• [AIM] Rewrite all of the material below, changing every "bounding box" to "enclosing box" and leaving everything else as it is, and omit the pictures from your answer.

— BEGIN DATASET —

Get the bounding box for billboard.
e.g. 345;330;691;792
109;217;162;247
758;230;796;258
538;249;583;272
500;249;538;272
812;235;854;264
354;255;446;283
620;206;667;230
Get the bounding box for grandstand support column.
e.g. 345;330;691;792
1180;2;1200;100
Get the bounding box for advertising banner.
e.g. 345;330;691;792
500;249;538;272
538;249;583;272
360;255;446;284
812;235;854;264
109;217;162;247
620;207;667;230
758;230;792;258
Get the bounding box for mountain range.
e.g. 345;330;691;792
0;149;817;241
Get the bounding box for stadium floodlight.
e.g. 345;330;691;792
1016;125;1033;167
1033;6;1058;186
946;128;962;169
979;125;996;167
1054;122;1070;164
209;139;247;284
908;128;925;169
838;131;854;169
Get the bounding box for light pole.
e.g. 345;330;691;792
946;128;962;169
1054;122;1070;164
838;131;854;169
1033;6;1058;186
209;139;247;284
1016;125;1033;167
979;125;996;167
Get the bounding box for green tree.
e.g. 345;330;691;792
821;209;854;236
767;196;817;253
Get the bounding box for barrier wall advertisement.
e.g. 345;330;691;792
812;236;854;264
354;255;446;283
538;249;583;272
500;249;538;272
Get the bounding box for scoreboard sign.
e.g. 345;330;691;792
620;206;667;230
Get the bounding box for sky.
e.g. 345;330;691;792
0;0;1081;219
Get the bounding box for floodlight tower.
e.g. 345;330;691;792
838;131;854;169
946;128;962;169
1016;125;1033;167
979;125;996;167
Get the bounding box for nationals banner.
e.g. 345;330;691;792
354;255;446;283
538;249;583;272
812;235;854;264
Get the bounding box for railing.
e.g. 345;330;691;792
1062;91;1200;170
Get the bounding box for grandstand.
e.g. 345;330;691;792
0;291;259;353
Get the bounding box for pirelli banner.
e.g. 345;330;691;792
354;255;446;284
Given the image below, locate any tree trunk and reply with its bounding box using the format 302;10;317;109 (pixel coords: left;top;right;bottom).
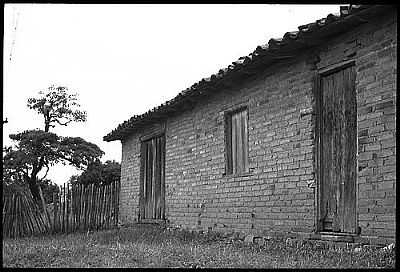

— END DATASET —

• [RESULT OF THIS TASK]
Get the enclosing box for billboard.
e.g. 345;330;691;792
109;217;162;247
758;230;796;258
538;249;583;272
500;249;538;272
812;235;854;264
354;255;446;283
620;206;667;230
Get the enclosing box for grandstand support column.
e.g. 345;330;691;792
1180;2;1200;100
Get the enclosing box for advertising banner.
e.g. 345;330;691;792
500;249;538;272
538;249;583;272
360;255;446;284
812;235;854;264
109;217;162;247
620;207;667;230
758;230;792;258
Get the enclosing box for mountain range.
e.g. 345;330;691;792
0;149;817;241
Get the enclosing box for stadium floodlight.
e.g. 345;330;691;792
1016;125;1033;167
1033;6;1058;186
946;128;962;169
979;125;996;167
1054;122;1070;164
209;139;247;284
908;128;925;169
838;131;854;169
Get the enclosing box for light pole.
e.g. 345;330;691;792
946;128;962;169
1054;122;1070;164
838;131;854;169
1033;6;1058;186
209;139;247;284
1016;125;1033;167
979;125;996;167
Get the enclosing box for green tree.
e.g. 345;330;691;792
821;209;854;236
767;196;817;253
Get the enclosing box for barrier wall advertisement.
e.g. 345;330;691;792
812;236;854;264
354;255;446;283
538;249;583;272
500;249;538;272
Get the enclosing box for scoreboard sign.
e.g. 345;330;691;792
620;206;667;230
Get the enclosing box for sky.
e.g. 345;330;691;792
0;0;1081;219
Get the enclosing box for floodlight tower.
e.g. 345;330;691;792
838;131;854;169
946;128;962;169
1016;125;1033;167
979;125;996;167
Get the enclosing box for nationals banner.
e.g. 345;330;691;792
354;255;446;283
538;249;583;272
812;235;854;264
Get the enclosing box for railing.
e.g. 345;330;691;792
1062;91;1200;170
Get the enclosing box for grandstand.
e.g. 345;330;691;792
0;291;259;353
Get the enclosing box for pirelli banner.
e.g. 345;330;691;792
354;255;446;284
Given the image below, locate any tree trunk and reply with its enclosing box using the format 302;10;317;109 (pixel coords: left;top;right;bottom).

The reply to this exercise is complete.